> TEXT EXCERPT:
────
994 F.2d 1542 (11th Cir. 1993), 92-6509, Blohm v. C.I.R.
|Citation:||994 F.2d 1542|
|Party Name:||Nelson M. BLOHM and JoAnn M. Blohm, Petitioners-Appellants, v. COMMISSIONER OF INTERNAL REVENUE, Respondent-Appellee.|
|Case Date:||July 09, 1993|
|Court:||United States Courts of Appeals, Court of Appeals for the Eleventh Circuit|
[Copyrighted Material Omitted]
Thomas Troy Zieman, Jr., Miller, Hamilton, Snider & Odom, Mobile, AL, for petitioners-appellants.
Abraham N.M. Shashy, Jr., Chief Counsel, I.R.S., Washington, DC, Robert W. West, Dist. Counsel, I.R.S., Birmingham, AL, Charles S. Casazza, Clerk of U.S. Tax Court, S. Robert Lyons, Gary R. Allen, Brian C. Griffin, Charles E. Brookhart, Tax Div., U.S. Dept. of Justice, Washington, DC, for respondent-appellee.
Appeal from a Decision of the United States Tax Court.
Before DUBINA, Circuit Judge, CLARK and ESCHBACH [*], Senior Circuit Judges.
DUBINA, Circuit Judge:
Appellants Nelson M. Blohm ("Blohm") and JoAnn M. Blohm 1 appeal a judgment from the United States Tax Court upholding an Internal Revenue Service ("IRS" or the "Commissioner") deficiency notice alleging that the appellants owed taxes on unreported income. We affirm.
This tax deficiency case revolves around the nefarious business activities of Blohm and his business associates, Merlin C. Stickelber ("Stickelber") and Charles Ritchey ("Ritchey"). The facts are largely based upon the Tax Court's detailed findings.
────
> DATA ROWS:
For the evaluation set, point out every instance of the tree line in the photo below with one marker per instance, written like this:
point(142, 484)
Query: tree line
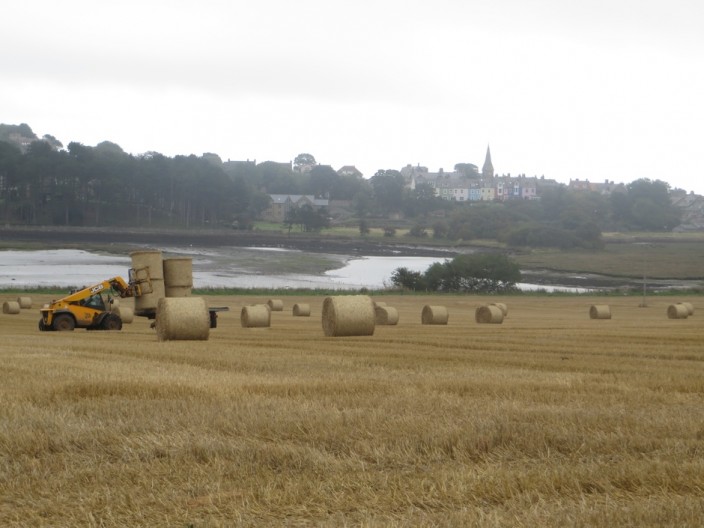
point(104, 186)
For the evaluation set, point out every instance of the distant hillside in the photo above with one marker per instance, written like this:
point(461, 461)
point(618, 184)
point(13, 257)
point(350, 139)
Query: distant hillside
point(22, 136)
────
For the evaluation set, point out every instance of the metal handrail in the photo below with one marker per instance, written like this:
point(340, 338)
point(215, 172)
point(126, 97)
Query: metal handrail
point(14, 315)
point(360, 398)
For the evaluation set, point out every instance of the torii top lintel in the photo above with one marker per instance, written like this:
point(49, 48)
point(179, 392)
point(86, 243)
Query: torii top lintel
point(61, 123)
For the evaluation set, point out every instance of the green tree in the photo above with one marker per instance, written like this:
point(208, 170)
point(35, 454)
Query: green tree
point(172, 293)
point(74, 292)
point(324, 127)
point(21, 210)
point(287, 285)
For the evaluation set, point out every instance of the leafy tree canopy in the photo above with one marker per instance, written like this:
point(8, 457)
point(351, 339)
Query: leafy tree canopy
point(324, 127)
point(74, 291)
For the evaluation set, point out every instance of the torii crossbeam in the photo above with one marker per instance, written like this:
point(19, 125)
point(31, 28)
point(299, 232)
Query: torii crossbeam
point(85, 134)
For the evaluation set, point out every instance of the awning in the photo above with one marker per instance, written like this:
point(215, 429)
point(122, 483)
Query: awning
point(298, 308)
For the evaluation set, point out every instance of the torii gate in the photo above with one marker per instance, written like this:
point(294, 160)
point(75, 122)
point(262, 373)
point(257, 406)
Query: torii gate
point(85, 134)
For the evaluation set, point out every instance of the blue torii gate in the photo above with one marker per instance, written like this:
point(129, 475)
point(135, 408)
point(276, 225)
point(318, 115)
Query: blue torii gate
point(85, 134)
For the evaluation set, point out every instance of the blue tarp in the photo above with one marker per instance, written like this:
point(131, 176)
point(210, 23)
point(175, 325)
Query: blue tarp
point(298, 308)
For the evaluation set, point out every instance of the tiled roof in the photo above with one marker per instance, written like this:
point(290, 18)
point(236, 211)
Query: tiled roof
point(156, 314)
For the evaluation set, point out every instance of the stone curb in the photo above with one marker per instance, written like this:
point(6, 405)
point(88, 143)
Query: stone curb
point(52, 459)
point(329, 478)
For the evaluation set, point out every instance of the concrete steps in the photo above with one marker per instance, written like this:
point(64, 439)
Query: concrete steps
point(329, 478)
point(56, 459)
────
> REQUEST 1:
List the judges named in the Blohm v. C.I.R. excerpt as sitting on the panel.
> REQUEST 2:
From the Blohm v. C.I.R. excerpt, write out the part that opens with "Abraham N.M. Shashy, Jr., Chief" and closes with "States Tax Court.".

> WRITTEN REPLY 1:
Dubina, Clark, Eschbach

> WRITTEN REPLY 2:
Abraham N.M. Shashy, Jr., Chief Counsel, I.R.S., Washington, DC, Robert W. West, Dist. Counsel, I.R.S., Birmingham, AL, Charles S. Casazza, Clerk of U.S. Tax Court, S. Robert Lyons, Gary R. Allen, Brian C. Griffin, Charles E. Brookhart, Tax Div., U.S. Dept. of Justice, Washington, DC, for respondent-appellee.
Appeal from a Decision of the United States Tax Court.